# Start of The records

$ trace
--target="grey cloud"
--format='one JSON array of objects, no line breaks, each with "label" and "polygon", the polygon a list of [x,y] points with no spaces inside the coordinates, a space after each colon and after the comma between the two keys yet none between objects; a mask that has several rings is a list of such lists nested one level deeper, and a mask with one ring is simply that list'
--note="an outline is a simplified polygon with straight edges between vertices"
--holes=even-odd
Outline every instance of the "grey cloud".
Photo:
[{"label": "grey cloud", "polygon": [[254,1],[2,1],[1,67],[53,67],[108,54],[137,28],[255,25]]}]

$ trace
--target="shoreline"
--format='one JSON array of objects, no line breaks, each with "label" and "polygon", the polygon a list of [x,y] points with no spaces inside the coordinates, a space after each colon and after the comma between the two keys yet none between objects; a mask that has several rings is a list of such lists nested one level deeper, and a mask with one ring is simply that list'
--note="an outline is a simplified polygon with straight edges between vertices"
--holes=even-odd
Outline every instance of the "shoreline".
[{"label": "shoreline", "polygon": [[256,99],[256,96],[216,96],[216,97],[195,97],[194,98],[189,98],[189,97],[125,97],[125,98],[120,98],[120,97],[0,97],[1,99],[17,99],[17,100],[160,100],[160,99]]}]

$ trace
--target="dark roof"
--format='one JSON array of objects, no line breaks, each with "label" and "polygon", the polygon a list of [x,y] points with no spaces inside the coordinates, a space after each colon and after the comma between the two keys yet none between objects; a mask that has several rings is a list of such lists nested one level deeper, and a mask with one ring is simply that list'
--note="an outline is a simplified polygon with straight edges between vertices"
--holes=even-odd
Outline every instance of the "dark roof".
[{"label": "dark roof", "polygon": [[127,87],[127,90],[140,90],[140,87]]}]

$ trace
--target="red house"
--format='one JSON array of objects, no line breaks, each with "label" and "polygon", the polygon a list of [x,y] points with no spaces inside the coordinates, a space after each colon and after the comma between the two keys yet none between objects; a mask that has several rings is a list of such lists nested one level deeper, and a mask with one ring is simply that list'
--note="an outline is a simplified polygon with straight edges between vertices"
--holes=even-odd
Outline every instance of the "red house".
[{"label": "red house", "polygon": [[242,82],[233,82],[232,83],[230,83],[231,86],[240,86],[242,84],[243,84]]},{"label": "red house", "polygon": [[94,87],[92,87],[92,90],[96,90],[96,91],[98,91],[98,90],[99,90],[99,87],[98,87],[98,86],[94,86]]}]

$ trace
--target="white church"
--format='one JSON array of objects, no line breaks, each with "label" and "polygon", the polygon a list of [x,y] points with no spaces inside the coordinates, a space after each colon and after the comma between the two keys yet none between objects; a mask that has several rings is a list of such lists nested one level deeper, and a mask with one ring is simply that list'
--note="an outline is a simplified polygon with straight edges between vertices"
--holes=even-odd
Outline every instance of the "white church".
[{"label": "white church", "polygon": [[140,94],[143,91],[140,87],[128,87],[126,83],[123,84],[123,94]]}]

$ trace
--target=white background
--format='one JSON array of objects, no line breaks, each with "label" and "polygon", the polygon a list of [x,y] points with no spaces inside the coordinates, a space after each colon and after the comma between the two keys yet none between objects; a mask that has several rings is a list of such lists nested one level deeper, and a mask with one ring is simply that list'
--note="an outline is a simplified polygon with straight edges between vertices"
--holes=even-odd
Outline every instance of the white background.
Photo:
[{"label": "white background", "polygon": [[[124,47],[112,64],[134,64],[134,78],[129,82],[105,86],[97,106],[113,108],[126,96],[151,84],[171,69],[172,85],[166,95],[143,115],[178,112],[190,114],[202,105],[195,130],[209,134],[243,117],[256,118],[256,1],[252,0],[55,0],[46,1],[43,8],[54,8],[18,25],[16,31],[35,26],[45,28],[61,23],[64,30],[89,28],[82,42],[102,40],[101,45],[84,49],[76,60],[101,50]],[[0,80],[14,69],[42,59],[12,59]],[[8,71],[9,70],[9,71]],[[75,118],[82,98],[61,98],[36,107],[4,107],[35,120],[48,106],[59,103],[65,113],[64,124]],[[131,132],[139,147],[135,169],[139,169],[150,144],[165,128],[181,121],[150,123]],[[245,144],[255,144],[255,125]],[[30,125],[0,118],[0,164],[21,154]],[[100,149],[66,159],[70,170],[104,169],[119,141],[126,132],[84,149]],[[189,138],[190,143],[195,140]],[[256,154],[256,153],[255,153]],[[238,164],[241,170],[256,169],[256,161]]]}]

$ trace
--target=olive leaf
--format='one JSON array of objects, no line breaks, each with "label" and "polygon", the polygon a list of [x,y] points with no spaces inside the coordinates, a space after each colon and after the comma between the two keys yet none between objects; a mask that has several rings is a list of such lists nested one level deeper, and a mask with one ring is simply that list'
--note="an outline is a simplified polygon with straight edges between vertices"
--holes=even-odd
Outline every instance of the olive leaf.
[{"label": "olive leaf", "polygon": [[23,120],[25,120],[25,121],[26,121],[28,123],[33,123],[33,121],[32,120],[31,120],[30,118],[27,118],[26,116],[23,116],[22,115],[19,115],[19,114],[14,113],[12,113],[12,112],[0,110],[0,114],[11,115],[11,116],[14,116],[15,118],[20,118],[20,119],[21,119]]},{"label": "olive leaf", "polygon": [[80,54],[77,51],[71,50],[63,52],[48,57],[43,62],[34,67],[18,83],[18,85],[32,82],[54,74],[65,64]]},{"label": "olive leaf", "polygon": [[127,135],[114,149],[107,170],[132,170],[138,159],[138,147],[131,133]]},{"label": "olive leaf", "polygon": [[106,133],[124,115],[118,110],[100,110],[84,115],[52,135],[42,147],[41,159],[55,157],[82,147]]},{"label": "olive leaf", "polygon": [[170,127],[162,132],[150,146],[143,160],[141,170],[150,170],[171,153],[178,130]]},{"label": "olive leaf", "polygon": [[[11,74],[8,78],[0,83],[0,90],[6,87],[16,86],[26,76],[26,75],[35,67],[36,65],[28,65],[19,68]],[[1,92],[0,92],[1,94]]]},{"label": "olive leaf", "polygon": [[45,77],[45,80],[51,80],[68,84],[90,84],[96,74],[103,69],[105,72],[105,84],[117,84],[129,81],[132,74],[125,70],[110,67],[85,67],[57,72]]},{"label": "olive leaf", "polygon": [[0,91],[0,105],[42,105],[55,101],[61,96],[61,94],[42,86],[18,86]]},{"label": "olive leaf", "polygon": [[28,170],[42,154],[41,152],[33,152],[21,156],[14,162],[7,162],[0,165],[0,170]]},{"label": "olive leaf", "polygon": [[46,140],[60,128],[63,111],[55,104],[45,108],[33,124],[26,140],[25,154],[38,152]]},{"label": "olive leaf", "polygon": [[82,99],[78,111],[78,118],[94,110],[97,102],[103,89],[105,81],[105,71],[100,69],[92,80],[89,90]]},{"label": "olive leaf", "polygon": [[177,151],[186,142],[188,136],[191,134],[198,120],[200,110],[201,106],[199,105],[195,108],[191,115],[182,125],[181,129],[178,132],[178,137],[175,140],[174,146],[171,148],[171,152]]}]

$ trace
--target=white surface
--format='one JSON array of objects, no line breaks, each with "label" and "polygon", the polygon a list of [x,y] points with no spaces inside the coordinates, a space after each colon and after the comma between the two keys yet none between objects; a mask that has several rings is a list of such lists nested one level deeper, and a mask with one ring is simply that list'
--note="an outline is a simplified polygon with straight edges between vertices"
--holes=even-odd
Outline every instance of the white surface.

# End of The records

■ Directions for this task ■
Write the material out exactly, with nothing left out.

■ Exercise response ■
$ trace
--target="grey cloud"
--format='one JSON array of objects, no line breaks, each with "label" and "polygon", the polygon a list of [x,y] points with no spaces inside the coordinates, a space after each colon and after the comma between the two keys yet none between objects; a mask that has several rings is a list of such lists nested one level deeper, and a mask with one ring is simply that list'
--note="an outline is a simplified polygon with straight edges between vertices"
--holes=even-odd
Outline every instance of the "grey cloud".
Photo:
[{"label": "grey cloud", "polygon": [[254,1],[2,1],[1,67],[53,67],[108,54],[137,28],[255,25]]}]

$ trace
--target="shoreline"
--format='one JSON array of objects, no line breaks, each with "label" and "polygon", the polygon a list of [x,y] points with no spaces inside the coordinates, a space after each colon and after the comma between the two keys yet none between objects; a mask that has several rings is a list of such lists nested one level deeper, and a mask with one ring is simply that list'
--note="an outline is a simplified polygon with straight edges between vertices"
--holes=even-odd
Outline every instance of the "shoreline".
[{"label": "shoreline", "polygon": [[256,99],[256,96],[216,96],[216,97],[195,97],[194,98],[189,98],[189,97],[125,97],[125,98],[120,98],[120,97],[0,97],[1,99],[17,99],[17,100],[160,100],[160,99]]}]

$ trace
--target="dark roof"
--format='one JSON array of objects, no line breaks, each with "label" and "polygon", the polygon a list of [x,y] points with no spaces inside the coordinates, a space after each colon and after the comma between the two keys yet none between objects; a mask that has several rings is a list of such lists nested one level deeper, and a mask with one ring is simply that list'
--note="an outline is a simplified polygon with straight edges between vertices"
--holes=even-odd
Outline every instance of the "dark roof".
[{"label": "dark roof", "polygon": [[127,87],[127,90],[140,90],[140,87]]}]

$ trace
--target="red house"
--format='one JSON array of objects, no line breaks, each with "label" and "polygon", the polygon a list of [x,y] points with no spaces inside the coordinates, a space after each colon and after the comma between the two keys yet none between objects; a mask that has several rings is a list of such lists nested one level deeper, and a mask with one ring is simply that list'
--note="an outline is a simplified polygon with straight edges between vertices"
--holes=even-odd
Outline every instance of the "red house".
[{"label": "red house", "polygon": [[242,82],[233,82],[232,83],[230,83],[231,86],[240,86],[242,84],[243,84]]},{"label": "red house", "polygon": [[94,87],[92,87],[92,90],[96,90],[96,91],[98,91],[98,90],[99,90],[99,87],[98,87],[98,86],[94,86]]}]

$ trace
--target="white church"
--format='one JSON array of objects, no line breaks, each with "label" and "polygon", the polygon a list of [x,y] points with no spaces inside the coordinates, a space after each colon and after the comma between the two keys yet none between objects; a mask that has several rings is a list of such lists nested one level deeper, and a mask with one ring is simply that list'
--note="an outline is a simplified polygon with straight edges between vertices"
--holes=even-odd
Outline every instance of the "white church".
[{"label": "white church", "polygon": [[140,94],[143,91],[140,87],[128,87],[126,83],[123,84],[123,94]]}]

$ trace
--target=white background
--format='one JSON array of objects, no line breaks, each with "label" and "polygon", the polygon a list of [x,y] points with no spaces inside the coordinates, a space after each colon and after the comma between the two keys yet none between objects; a mask that has several rings is a list of such lists nested one level deeper, and a mask with one ring is simply that list'
--note="an outline is a simplified polygon with straight edges between vertices"
--holes=even-odd
Outline every instance of the white background.
Photo:
[{"label": "white background", "polygon": [[[124,47],[112,64],[134,64],[134,78],[129,82],[105,86],[97,106],[113,108],[126,96],[151,84],[171,69],[172,85],[166,95],[143,115],[178,112],[190,114],[202,105],[195,130],[209,134],[243,117],[256,118],[256,1],[252,0],[55,0],[46,1],[43,8],[54,8],[18,25],[16,31],[35,26],[45,28],[61,23],[64,30],[89,28],[82,42],[102,40],[101,45],[84,49],[76,60],[101,50]],[[0,80],[14,69],[42,59],[12,59]],[[8,71],[9,70],[9,71]],[[75,118],[82,98],[61,98],[36,107],[4,107],[35,120],[48,106],[59,103],[65,113],[64,124]],[[131,132],[139,147],[135,169],[139,169],[150,144],[165,128],[181,121],[150,123]],[[245,144],[255,144],[255,125]],[[30,125],[0,118],[0,164],[21,154]],[[100,149],[66,159],[70,170],[104,169],[119,141],[126,132],[84,149]],[[189,138],[190,143],[195,140]],[[256,154],[256,153],[255,153]],[[238,164],[241,170],[256,169],[256,161]]]}]

$ trace
--target=olive leaf
--format='one JSON array of objects, no line breaks, each with "label" and "polygon", the polygon a list of [x,y] points with no spaces inside the coordinates, a space after each colon and after the comma between the two keys yet none between objects; a mask that has several rings is a list of such lists nested one level deeper, and a mask with one ring is simply that list'
--note="an outline is a simplified polygon with straight edges between vertices"
--holes=even-odd
Outline every instance of the olive leaf.
[{"label": "olive leaf", "polygon": [[23,120],[25,120],[25,121],[26,121],[28,123],[33,123],[33,121],[32,120],[31,120],[30,118],[27,118],[26,116],[23,116],[22,115],[19,115],[19,114],[14,113],[12,113],[12,112],[0,110],[0,114],[11,115],[11,116],[14,116],[15,118],[20,118],[20,119],[21,119]]},{"label": "olive leaf", "polygon": [[80,54],[77,51],[71,50],[63,52],[48,57],[43,62],[34,67],[18,83],[18,85],[32,82],[54,74],[65,64]]},{"label": "olive leaf", "polygon": [[127,135],[114,149],[107,170],[132,170],[138,159],[138,147],[131,133]]},{"label": "olive leaf", "polygon": [[106,133],[124,115],[118,110],[100,110],[84,115],[52,135],[42,147],[41,159],[55,157],[82,147]]},{"label": "olive leaf", "polygon": [[170,127],[162,132],[150,146],[143,160],[141,170],[150,170],[171,153],[178,130]]},{"label": "olive leaf", "polygon": [[[11,74],[8,78],[0,83],[0,90],[6,87],[16,86],[26,76],[26,75],[35,67],[36,65],[28,65],[19,68]],[[1,92],[0,92],[1,94]]]},{"label": "olive leaf", "polygon": [[45,77],[45,80],[51,80],[68,84],[90,84],[96,74],[103,69],[105,72],[105,84],[117,84],[129,81],[132,74],[125,70],[110,67],[85,67],[57,72]]},{"label": "olive leaf", "polygon": [[0,91],[0,105],[42,105],[55,101],[61,96],[61,94],[42,86],[18,86]]},{"label": "olive leaf", "polygon": [[28,170],[42,154],[41,152],[33,152],[21,156],[14,162],[7,162],[0,165],[0,170]]},{"label": "olive leaf", "polygon": [[46,140],[60,128],[63,111],[55,104],[45,108],[33,124],[26,140],[25,154],[38,152]]},{"label": "olive leaf", "polygon": [[82,99],[78,111],[78,118],[94,110],[97,102],[103,89],[105,81],[105,71],[100,69],[92,80],[89,90]]},{"label": "olive leaf", "polygon": [[177,151],[186,142],[188,136],[191,134],[198,120],[200,110],[201,106],[199,105],[195,108],[191,115],[182,125],[181,129],[178,132],[178,137],[175,140],[174,146],[171,148],[171,152]]}]

$ trace
--target=white surface
--format='one JSON array of objects, no line breaks, each with "label" and "polygon", the polygon a list of [x,y] points with no spaces inside the coordinates, a space after each colon and after the comma between the two keys yet none between objects; a mask that has several rings is a list of such lists nested one level deeper, and a mask with one ring is simply that list'
--note="an outline is a simplified polygon with straight edges between vertices"
--holes=even-odd
Outline every instance of the white surface.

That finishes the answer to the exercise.